▶ Given passage
Okay so I am like struggling right now. I'm a bit conflicted with what I should do.
So if you read my first chapter page thingy you learned that I've been dating my boyfriend for almost six months.
But all the sudden like a month ago I started to rethink things. I mean I still love him dont get me wrong, but I just dont really know what's going on in my head.
Like some things he does just annoy me. It's not like hes trying to do it and some of it he cant control or doesnt know about.
So I am a freshman in high school and I met him in my civics class in first trimester. He sat right behind me and I had recognized him because we were in choir class together last year but I had never even talked to him or even given him a second glance.
Because it's not like he is super good looking. I'm usually not very attracted to looks anyway, I'm more into personality, honestly.
I think hes cute but my friends wouldnt describe him as cute. I guess it more the things that he does is cute.
Hes a bit big. Hes taller than me so probably like 5'7 because I'm 5'4. Hes also a lil chubby too. Not that there is anything wrong with that of course, hes good to snuggle with lol.
And sometimes he smells. Hes doesnt wear cologne or anything so he just kinda has a weird ish smell.
I pride myself on smelling good because I like to take care of myself and smell and look good for him.
He wears litterally the same exact two sweatshirts every day. I dont care that he wears the same thing, but it's just how often he washes it that bothers me. It kinda just smells musty most the time.

▶ Stored data
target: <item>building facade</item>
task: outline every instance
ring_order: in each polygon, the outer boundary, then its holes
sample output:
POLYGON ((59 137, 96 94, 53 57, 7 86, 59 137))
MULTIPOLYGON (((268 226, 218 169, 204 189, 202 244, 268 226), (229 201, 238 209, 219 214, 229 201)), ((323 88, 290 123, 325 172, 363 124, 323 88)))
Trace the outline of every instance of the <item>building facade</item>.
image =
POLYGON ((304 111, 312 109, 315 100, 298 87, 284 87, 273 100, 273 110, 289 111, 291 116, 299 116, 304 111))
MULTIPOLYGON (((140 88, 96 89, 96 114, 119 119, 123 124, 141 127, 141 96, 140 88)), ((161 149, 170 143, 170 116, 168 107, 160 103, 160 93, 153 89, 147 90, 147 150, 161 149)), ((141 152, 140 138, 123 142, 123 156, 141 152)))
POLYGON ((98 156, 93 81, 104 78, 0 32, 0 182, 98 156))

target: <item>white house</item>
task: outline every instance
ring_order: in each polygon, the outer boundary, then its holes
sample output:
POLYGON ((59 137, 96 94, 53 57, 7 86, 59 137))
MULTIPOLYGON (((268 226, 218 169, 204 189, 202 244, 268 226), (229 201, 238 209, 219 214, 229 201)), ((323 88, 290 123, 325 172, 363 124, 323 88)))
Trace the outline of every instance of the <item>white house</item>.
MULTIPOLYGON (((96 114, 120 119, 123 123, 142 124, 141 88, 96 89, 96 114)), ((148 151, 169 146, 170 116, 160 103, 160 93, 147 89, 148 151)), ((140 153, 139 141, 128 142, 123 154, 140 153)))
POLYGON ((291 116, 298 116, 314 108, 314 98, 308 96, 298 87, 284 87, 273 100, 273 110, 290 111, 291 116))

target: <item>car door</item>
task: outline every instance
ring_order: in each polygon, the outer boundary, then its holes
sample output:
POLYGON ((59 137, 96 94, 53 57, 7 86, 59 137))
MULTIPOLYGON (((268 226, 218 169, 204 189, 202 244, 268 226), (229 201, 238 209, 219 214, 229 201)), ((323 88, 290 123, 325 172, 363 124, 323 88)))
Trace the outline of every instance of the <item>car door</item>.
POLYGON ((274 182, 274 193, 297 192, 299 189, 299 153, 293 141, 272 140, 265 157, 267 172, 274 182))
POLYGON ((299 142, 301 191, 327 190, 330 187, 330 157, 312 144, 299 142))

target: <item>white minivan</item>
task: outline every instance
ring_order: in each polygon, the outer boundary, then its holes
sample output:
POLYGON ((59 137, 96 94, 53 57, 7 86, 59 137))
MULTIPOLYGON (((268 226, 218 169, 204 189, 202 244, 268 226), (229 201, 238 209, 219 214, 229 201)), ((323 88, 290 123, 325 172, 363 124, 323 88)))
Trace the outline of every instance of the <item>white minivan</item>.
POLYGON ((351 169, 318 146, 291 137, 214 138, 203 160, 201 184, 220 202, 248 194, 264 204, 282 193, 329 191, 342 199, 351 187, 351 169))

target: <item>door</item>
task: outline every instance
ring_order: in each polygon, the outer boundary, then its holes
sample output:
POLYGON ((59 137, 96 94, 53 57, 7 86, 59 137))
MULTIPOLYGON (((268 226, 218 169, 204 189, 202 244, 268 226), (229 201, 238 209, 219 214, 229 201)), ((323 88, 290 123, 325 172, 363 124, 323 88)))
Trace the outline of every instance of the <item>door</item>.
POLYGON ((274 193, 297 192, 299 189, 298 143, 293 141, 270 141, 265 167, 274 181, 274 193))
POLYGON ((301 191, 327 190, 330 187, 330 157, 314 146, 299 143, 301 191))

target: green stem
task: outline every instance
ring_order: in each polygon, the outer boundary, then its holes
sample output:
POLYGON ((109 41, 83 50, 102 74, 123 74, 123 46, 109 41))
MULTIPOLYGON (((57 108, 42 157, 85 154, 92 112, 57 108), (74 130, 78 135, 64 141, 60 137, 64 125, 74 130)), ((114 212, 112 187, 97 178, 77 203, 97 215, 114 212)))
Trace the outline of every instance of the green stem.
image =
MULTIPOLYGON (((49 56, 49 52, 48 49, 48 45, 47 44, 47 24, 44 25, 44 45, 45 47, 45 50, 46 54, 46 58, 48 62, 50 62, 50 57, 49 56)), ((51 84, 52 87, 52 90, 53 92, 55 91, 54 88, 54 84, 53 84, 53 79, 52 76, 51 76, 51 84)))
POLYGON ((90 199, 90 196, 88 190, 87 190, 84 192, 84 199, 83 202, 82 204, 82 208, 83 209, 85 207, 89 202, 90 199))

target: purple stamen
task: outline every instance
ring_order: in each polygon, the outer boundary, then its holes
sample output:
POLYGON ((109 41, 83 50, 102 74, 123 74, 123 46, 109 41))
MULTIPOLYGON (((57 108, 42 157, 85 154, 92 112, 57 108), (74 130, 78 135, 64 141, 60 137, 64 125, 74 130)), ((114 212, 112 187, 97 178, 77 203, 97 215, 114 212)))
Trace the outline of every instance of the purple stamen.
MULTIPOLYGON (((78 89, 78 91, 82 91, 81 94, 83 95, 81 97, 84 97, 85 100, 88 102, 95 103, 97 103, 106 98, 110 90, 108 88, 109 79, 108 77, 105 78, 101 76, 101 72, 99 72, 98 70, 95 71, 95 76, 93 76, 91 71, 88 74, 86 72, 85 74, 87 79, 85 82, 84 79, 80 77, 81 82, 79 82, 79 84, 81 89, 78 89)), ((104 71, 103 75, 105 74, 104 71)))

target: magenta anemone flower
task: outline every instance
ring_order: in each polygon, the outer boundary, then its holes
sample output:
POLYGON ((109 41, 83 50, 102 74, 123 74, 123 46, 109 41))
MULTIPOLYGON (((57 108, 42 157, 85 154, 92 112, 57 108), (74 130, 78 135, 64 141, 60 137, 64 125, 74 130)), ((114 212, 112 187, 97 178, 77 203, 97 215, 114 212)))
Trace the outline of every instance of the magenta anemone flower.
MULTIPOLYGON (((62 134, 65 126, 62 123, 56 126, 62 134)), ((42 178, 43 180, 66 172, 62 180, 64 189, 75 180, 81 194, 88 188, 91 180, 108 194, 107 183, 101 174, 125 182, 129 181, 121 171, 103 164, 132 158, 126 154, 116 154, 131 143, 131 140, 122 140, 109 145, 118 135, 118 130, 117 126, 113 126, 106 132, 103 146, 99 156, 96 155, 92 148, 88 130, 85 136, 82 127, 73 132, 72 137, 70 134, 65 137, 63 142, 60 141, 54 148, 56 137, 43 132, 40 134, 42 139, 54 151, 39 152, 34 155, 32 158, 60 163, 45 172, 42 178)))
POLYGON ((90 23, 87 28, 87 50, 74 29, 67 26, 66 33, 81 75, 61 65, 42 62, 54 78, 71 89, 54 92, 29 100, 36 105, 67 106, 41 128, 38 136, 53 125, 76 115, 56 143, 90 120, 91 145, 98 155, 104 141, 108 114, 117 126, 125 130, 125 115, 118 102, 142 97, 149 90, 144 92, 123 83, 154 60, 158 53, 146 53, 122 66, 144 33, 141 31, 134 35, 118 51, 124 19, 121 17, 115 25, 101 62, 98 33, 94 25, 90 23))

▶ How to complete this task
List each past time reference in the post that dates an event, together with the event it dates. The records bear no relation to the post above.

▶ Written solution
- "almost six months": how long the writer has been dating her boyfriend
- "like a month ago": when she began to rethink things
- "first trimester": when she met him in her civics class
- "last year": when they were in choir class together